# [Description of the task]
Show every line in the items below that contains the string "deck", copying each line in full.
======== Given records ========
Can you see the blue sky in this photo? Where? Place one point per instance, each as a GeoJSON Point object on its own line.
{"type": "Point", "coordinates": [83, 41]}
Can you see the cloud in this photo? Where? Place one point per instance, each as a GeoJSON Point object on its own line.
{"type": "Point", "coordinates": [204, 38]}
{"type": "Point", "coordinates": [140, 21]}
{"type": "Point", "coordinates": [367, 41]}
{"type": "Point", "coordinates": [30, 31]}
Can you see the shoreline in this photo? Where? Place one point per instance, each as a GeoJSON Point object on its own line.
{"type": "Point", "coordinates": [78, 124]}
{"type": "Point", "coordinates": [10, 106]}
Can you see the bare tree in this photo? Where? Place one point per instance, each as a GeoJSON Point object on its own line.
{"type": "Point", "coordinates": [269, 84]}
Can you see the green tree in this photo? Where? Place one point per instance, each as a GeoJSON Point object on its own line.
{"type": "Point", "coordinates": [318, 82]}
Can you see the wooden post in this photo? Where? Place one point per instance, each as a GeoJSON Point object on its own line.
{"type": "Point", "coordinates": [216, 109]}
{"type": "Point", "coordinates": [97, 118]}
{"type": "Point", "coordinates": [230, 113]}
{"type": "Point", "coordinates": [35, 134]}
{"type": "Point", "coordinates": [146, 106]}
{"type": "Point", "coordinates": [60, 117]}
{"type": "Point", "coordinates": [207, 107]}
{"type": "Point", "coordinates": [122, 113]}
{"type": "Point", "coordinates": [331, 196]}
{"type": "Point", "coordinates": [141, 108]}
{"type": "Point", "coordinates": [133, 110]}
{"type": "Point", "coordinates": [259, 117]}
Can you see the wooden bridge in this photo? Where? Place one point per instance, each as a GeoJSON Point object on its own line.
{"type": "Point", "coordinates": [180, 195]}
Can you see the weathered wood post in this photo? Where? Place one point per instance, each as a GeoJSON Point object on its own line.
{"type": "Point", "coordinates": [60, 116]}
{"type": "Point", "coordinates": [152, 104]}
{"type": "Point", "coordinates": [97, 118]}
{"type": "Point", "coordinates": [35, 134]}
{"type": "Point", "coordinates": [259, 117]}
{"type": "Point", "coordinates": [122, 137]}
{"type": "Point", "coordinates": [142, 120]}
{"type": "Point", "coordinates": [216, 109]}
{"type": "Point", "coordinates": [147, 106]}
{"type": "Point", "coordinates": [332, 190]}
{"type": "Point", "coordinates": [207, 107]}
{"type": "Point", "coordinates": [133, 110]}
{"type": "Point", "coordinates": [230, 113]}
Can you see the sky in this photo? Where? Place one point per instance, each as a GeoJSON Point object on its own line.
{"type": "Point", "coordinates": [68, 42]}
========
======== Given records ========
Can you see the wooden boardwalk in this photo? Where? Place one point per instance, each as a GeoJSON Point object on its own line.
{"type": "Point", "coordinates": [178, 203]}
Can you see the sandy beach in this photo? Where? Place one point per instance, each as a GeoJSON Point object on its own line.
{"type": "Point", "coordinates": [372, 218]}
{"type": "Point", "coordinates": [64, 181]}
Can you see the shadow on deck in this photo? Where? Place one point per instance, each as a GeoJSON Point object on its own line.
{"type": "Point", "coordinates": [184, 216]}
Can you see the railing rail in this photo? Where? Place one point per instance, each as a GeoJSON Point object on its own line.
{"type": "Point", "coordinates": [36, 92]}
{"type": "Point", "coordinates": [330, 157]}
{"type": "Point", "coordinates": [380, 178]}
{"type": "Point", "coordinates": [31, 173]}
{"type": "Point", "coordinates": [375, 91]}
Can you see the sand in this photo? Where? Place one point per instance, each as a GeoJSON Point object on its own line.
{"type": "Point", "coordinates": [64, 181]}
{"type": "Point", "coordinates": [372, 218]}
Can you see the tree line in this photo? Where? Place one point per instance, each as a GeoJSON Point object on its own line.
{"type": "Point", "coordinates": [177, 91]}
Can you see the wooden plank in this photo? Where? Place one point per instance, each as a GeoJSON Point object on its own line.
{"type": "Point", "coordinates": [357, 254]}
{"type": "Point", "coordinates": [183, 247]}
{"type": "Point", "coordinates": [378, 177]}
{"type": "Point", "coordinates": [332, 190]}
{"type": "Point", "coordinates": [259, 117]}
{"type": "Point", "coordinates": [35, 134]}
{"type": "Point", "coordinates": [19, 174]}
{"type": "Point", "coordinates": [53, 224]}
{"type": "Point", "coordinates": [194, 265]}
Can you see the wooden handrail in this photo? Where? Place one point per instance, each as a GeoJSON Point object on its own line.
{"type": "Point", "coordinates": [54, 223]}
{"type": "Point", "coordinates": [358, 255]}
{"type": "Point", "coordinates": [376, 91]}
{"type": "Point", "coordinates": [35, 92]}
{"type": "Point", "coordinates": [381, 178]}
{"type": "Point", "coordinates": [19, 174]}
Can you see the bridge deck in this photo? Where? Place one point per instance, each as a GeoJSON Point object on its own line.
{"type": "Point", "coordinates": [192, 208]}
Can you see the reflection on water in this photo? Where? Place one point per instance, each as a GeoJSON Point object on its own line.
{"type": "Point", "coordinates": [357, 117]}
========
======== Given records ========
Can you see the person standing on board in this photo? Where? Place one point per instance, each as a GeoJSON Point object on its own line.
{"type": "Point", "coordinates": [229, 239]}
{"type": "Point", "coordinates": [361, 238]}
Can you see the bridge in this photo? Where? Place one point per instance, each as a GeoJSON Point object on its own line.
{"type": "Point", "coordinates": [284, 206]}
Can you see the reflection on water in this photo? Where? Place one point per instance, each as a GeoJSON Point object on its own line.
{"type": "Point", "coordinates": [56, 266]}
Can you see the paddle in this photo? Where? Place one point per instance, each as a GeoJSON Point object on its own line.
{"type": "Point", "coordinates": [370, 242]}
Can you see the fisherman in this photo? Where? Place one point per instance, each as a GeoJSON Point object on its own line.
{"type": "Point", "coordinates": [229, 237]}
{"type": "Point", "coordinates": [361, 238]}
========
# [Solution to this task]
Can you see the shadow on deck in this photo? Where? Place one point per instance, each as a GeoJSON Point object on its own line.
Can you see the bridge deck in this photo? Where? Place one point per instance, each as a GeoJSON Point object on its own line.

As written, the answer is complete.